Klima-Monologe
erschienen im Parents-Newsletter #43 (September 2025)

„Wie oft kann man alles neu aufbauen?“, fragte sich das Publikum zusammen mit einer Mutter aus Bangladesch angesichts einer nicht abreißenden Serie von Zyklonen. Man fühlt mit, wenn eine Viehwirtschaft betreibende Pastoralistin im Norden Kenias aufgrund nie zuvor dagewesener Dürren um das Überleben ihrer Tiere ringt, für die Schulbildung ihrer Kinder sowie mit ihrer Familie gegen den Hunger kämpft. Dazu die Erlebnisse einer Krankenschwester, die nur knapp dem tödlichsten Flächenbrand in der Geschichte Kaliforniens entkommen konnte. Nicht nur die beiden Vorstellungen für Erwachsene und Schüler in Dortmund sind bestens besucht. Auch in zahlreichen weiteren Städten sind die „Klima-Monologe“ zu sehen. Jörg Weißenborn hatte Gelegenheit, mit dem „Mastermind“ Michael Ruf zu sprechen.
Frage: Besucht man deine Webseite zum ersten Mal, ist man zunächst überwältigt von den vielen Angeboten: Klima-Monologe, Asyl-Dialoge, dokumentarisches Theater, Wort und Herzschlag… Womit fing bei dir alles an?
Antwort: Mein erstes Theaterstück waren die Asyl-Monologe. Dies entstand 2011 – zu einem Zeitpunkt, als man über Flucht bzw. Asyl kaum bzw. sehr ignorant gesprochen hat. Ziel war es, von den Menschen hinter den Vorurteilen zu blicken und die Stimmen dieser Personen zu verbreiten.

AUSZÜGE AUS DATEN
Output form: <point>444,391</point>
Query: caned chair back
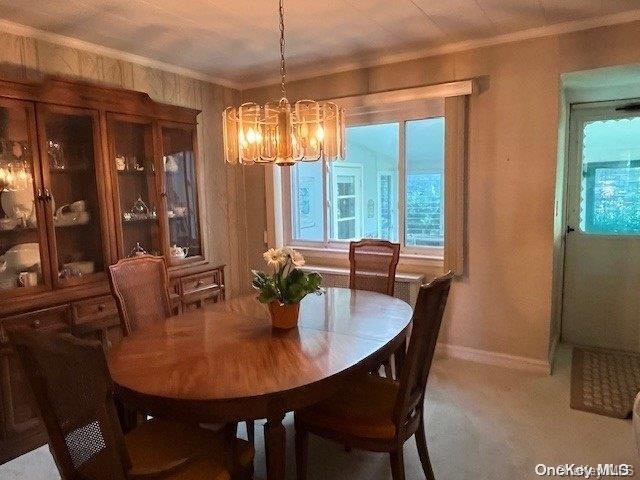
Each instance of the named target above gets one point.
<point>427,318</point>
<point>373,265</point>
<point>74,393</point>
<point>140,286</point>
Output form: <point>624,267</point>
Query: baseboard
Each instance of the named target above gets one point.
<point>493,358</point>
<point>552,351</point>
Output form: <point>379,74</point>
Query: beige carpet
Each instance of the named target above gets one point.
<point>483,423</point>
<point>604,381</point>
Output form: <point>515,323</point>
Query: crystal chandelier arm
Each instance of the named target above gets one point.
<point>283,70</point>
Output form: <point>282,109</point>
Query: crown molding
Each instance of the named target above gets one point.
<point>353,63</point>
<point>359,62</point>
<point>62,40</point>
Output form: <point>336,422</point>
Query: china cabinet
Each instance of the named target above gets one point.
<point>88,175</point>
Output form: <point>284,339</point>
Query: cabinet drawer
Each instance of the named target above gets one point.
<point>49,319</point>
<point>196,283</point>
<point>94,309</point>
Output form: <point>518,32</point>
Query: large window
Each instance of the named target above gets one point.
<point>391,186</point>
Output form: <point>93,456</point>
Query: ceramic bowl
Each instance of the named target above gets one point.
<point>23,256</point>
<point>84,268</point>
<point>8,280</point>
<point>8,223</point>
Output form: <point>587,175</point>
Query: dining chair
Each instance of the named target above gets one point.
<point>373,267</point>
<point>74,393</point>
<point>140,286</point>
<point>380,414</point>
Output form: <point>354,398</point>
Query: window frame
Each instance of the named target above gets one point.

AUFGABE
Welches Theaterstück nennt Michael Ruf im Textauszug als sein erstes?

LÖSUNG
Die Asyl-Monologe.